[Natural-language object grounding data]
····················

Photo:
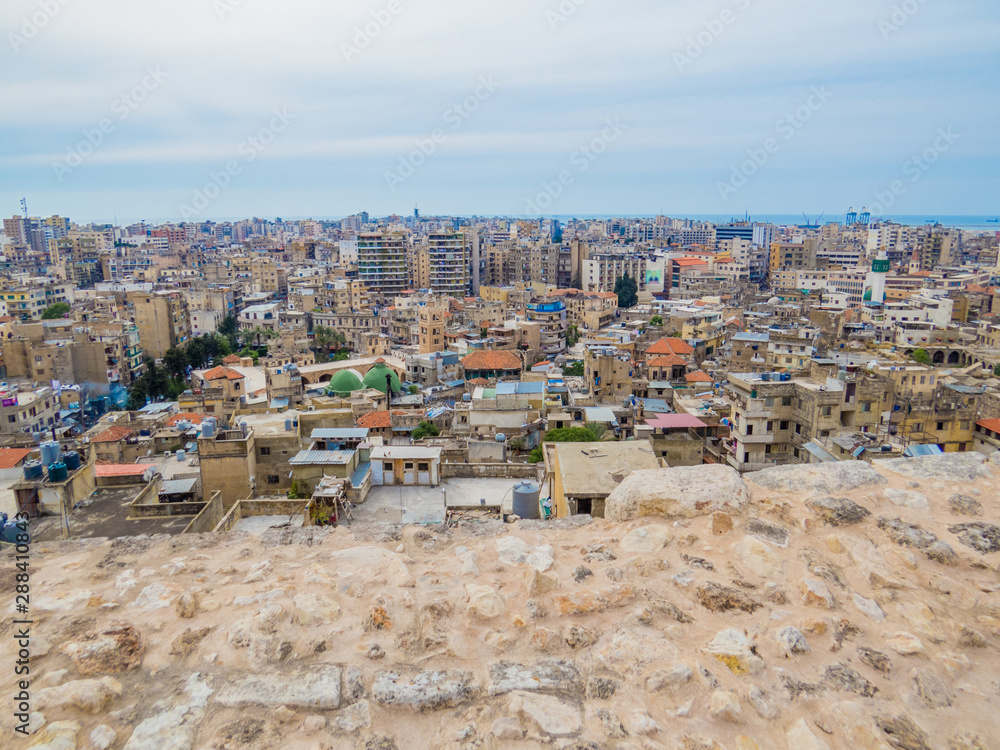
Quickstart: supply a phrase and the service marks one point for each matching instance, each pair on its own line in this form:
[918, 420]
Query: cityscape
[523, 376]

····················

Exercise prompt: Reproduce the records in full and leave the images behind.

Output of the exercise:
Photo:
Quickstart: supply a phrase and the service marks one point for each matching instance, each pair on its own line in this form:
[918, 420]
Query: cityscape
[523, 376]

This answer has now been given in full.